— Source —
--- start ---
10 Reasons To Create Your Own “Encheiridion,” Your Own Handbook For Life


The Pythagoreans thought the number ten a perfect number. And, so might we. After all, the #Stoics were greatly influenced by Pythagorean thought and contemplative practice.

Which is why I’m compiling a list of 10 reasons to create your own “Encheiridion” or Handbook for Life.

I started with one big reason. I was travelling and faced an unpleasant situation. I found a quiet corner and tried to focus and meditate on the journaling I’d done that morning. I’d been reading Marcus Aurelius as a prompt to work through some “issues.” But, my mind was completely blank. I could no more remember what Marcus Aurelius had said to me that morning than I could remember what I’d had for breakfast last Monday morning.

Epictetus used to tell his students to write often and to have the Stoic principles “in the hand” or “ready to hand.” This is precisely what “Encheiridion” means and why today we use the term “handbook.”

Thus came the idea of compiling a portable, pocket-sized notebook with an organized collection of concise, strikingly-formed maxims, which I could hold close, have at hand, at times of need and which I could read and say over and over in my head as my own private mantras.

Create your own Handbook for Life, your own Encheiridion.

So, my reasons for creating and compiling a Handbook for Life, my own Encheiridion.
--- end ---
— Given data —
--- start ---
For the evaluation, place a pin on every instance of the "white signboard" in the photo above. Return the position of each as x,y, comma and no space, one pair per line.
--- end ---
— Exercise —
Answer these questions from the handbook text:
1. Which group thought ten a perfect number?
2. Whose writing had the writer been reading that morning to work through some "issues"?
3. Who told his students to write often and keep the Stoic principles "ready to hand"?

— Result —
1. The Pythagoreans
2. Marcus Aurelius
3. Epictetus